Repeat exactly the lines that run from the one containing "this sample: (38,418)." to the end of the data, and leave out all others.

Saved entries
········
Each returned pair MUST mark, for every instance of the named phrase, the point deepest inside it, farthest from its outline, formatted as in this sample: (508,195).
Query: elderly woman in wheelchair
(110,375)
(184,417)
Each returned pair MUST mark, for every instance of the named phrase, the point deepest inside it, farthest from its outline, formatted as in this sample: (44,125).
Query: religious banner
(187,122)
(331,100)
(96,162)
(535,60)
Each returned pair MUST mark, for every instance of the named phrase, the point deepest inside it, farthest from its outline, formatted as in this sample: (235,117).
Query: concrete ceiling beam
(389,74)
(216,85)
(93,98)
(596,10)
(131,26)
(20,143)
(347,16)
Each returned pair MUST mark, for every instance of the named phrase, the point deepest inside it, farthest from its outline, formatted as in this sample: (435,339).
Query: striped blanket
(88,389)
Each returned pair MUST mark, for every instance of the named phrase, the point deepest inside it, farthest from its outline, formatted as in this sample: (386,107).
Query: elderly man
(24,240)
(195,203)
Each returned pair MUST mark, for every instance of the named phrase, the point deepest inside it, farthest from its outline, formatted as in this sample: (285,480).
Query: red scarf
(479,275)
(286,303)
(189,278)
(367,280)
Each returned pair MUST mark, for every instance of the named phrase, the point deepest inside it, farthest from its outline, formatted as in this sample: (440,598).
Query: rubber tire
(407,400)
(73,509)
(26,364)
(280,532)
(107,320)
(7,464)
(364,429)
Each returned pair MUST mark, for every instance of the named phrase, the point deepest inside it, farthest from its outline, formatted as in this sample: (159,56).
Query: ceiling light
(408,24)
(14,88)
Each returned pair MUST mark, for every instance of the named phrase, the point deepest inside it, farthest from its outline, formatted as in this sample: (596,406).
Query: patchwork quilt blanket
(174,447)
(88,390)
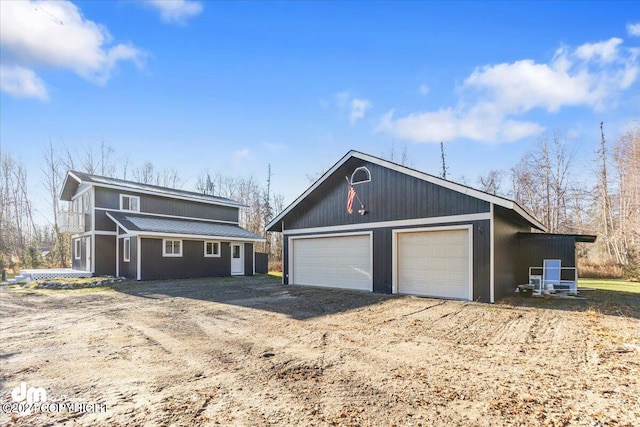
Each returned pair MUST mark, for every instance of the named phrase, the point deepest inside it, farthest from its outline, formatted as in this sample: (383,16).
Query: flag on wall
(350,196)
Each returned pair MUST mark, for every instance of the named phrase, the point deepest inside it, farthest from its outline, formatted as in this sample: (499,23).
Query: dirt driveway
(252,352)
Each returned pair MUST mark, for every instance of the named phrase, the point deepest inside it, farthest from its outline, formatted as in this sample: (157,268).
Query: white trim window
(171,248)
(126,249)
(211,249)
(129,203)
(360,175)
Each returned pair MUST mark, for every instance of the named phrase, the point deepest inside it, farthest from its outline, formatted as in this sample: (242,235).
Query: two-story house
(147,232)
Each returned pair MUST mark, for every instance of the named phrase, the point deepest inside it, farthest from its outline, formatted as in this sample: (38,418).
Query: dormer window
········
__RESPONSE AREA__:
Each returned pair MUST mark, for every instance of the named phrase, the point deepest inside it, farthest from its outline, formatted as in this sample: (38,418).
Query: dormer window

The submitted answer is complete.